### The data
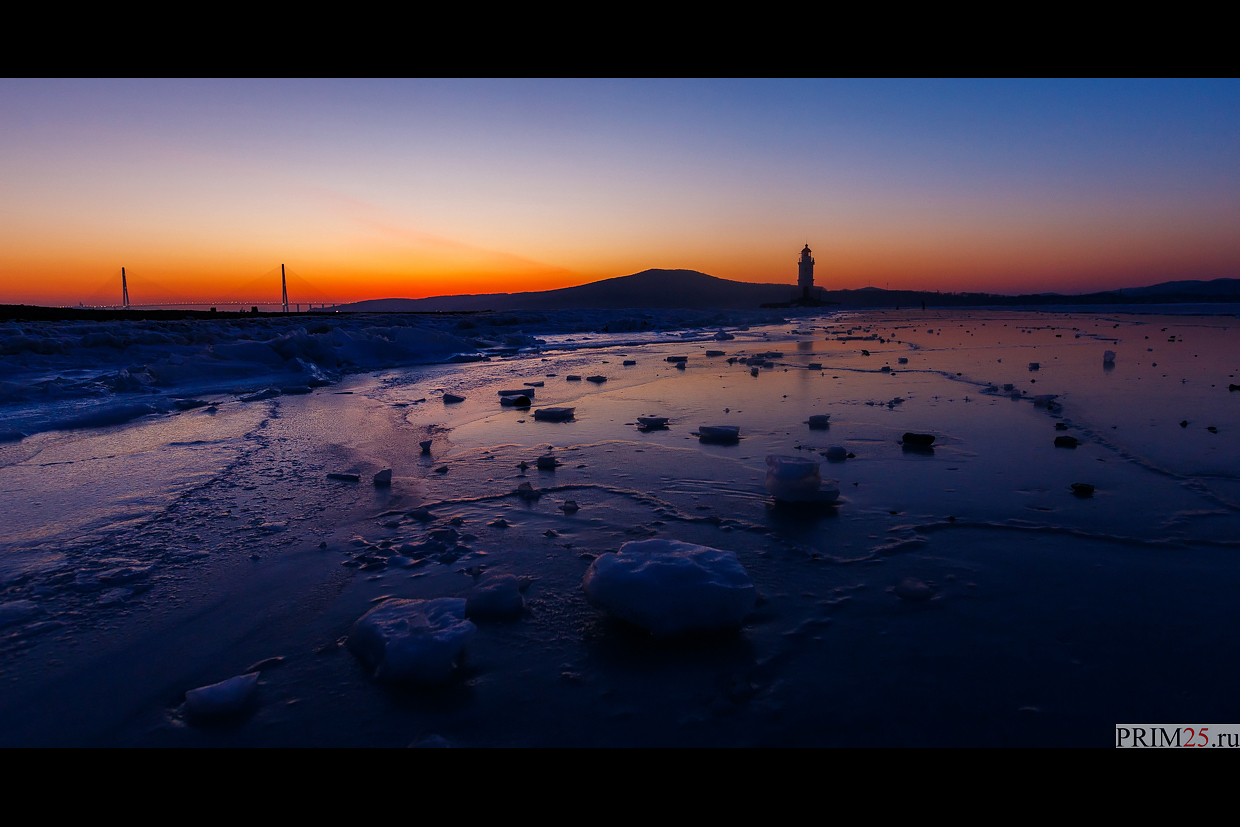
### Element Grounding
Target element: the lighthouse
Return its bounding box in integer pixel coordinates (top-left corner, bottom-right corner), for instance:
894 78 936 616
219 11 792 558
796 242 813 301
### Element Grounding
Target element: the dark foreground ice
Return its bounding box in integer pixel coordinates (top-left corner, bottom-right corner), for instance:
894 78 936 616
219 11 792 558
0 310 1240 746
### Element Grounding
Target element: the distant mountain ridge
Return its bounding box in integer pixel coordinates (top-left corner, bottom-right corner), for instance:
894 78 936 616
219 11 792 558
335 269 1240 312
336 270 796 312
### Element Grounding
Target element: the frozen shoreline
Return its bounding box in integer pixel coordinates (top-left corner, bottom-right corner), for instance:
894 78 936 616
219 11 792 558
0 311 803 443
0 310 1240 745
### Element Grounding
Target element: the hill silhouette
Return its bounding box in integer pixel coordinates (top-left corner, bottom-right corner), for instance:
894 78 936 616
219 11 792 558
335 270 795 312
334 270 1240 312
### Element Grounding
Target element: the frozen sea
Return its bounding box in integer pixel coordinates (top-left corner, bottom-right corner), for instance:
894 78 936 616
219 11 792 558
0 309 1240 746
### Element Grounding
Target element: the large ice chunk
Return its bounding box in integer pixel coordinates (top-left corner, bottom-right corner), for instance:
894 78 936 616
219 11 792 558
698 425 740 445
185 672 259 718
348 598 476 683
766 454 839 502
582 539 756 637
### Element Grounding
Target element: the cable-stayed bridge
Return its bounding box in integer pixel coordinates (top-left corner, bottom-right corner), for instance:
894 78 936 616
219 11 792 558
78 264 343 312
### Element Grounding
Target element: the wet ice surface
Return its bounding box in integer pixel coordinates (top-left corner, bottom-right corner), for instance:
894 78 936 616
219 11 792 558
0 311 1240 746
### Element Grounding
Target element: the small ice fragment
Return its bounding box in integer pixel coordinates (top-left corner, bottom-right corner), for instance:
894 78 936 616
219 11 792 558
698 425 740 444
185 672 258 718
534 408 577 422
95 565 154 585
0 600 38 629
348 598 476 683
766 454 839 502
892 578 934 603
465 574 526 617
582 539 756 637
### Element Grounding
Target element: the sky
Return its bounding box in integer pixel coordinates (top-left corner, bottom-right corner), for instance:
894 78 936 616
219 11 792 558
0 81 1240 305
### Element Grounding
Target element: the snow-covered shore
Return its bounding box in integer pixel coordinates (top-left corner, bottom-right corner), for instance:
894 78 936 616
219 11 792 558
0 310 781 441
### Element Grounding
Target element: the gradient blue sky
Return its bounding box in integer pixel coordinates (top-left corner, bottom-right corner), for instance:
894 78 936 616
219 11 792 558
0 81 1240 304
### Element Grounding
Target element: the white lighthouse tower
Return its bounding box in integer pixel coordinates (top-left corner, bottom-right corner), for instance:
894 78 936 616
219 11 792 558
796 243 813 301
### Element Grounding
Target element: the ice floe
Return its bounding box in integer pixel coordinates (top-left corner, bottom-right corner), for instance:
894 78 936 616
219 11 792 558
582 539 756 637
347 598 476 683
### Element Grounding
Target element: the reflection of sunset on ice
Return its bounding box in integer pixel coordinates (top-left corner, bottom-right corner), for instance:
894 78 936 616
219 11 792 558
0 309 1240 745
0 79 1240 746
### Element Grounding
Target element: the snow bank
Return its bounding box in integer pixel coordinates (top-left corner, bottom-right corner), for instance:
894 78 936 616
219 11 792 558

### Objective
Gather each line above that contains the word "frozen" and copy it in full.

### Result of this exercise
Target element: the frozen shoreline
Target element: the frozen sea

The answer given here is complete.